» LIST OF TASKS:
• a. In the IPv6 tunneling email, what does the IPv6 stack send once it finds that the route is on-link?
• b. Pick up the IPv6 tunneling email after its final line and continue it.

» PAGE EXCERPT:
To: kuznet@xxxxxxxxxxxxx
Subject: Re: 2.4.21+ - IPv6 over IPv4 tunneling b0rked
From: Pekka Savola <pekkas@xxxxxxxxxx>
Date: Thu, 17 Jul 2003 09:50:49 +0300 (EEST)
Cc: davem@xxxxxxxxxx, <netdev@xxxxxxxxxxx>
In-reply-to: <200307170003.EAA12843@xxxxxxxxxxxxx>
Sender: netdev-bounce@xxxxxxxxxxx
On Thu, 17 Jul 2003 kuznet@xxxxxxxxxxxxx wrote:
> > > > What happens when you do "ping6 3FFE:FFFF:A:B::1" ?
> 
> ping did, does and will work and I do not understand what you want
> to say or ask. Do you want to know how it works?
> 
> Well, IPv6 stack looks up the address in routing tables, finds the route,
> sees that it is on-link, sends NDISC, receiver replies, we create a frame
> and send the echo request. To continue? :-)

» EXTRACTED MATERIAL:
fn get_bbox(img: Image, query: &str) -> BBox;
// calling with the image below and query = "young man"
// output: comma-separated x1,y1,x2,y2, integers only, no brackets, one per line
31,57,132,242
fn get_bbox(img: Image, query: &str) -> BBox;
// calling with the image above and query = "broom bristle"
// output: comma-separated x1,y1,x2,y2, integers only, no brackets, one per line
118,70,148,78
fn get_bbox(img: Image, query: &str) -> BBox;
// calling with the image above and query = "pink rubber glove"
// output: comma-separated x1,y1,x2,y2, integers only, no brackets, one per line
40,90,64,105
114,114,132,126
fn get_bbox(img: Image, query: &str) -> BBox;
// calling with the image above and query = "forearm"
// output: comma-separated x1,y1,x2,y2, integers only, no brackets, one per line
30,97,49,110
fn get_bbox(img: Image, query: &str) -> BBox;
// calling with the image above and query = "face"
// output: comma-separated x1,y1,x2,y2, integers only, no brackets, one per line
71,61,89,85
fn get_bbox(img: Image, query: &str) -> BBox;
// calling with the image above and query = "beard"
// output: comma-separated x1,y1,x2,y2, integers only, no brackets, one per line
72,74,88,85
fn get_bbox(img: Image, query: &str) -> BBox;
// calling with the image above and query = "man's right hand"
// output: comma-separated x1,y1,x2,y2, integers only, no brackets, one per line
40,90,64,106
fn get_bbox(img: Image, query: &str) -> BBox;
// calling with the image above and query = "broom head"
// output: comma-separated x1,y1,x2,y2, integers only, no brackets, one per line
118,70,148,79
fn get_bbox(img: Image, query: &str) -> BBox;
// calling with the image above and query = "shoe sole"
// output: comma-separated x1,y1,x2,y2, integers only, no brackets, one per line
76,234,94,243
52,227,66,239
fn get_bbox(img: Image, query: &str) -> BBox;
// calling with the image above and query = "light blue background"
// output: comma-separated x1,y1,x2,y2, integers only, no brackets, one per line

» OUTPUTS IN ORDER:
• a. It sends NDISC.

• b.
(Sorry, it seems I've caused a lot of confusion in some parts of this 
thread by typoeing link-local address when I used link-layer address.. 
sorry)

So, assume you have 3FFE:FFFF:A:B::/64 prefix on link.  On a host on that 
link, you've manually configured the next-hop to be the router on that 
link, 3FFE:FFFF:A:B::1.

The procedure to obtain the knowledge on where to send packets whose 
next-hop is 3FFE:FFFF:A:B::1 seems quite simple, similar to ping6.

As to obtaining the link-*local* address, there are several procedures 
none of which I would recomment.  Checking the source address of a ND 
packet (e.g. in the ping6 example above), or using a protocol like ICMP 
name information queries (draft-ietf-ipngwg-icmp-name-lookups-10.txt).

-- 
Pekka Savola                 "You each name yourselves king, yet the
Netcore Oy                    kingdom bleeds."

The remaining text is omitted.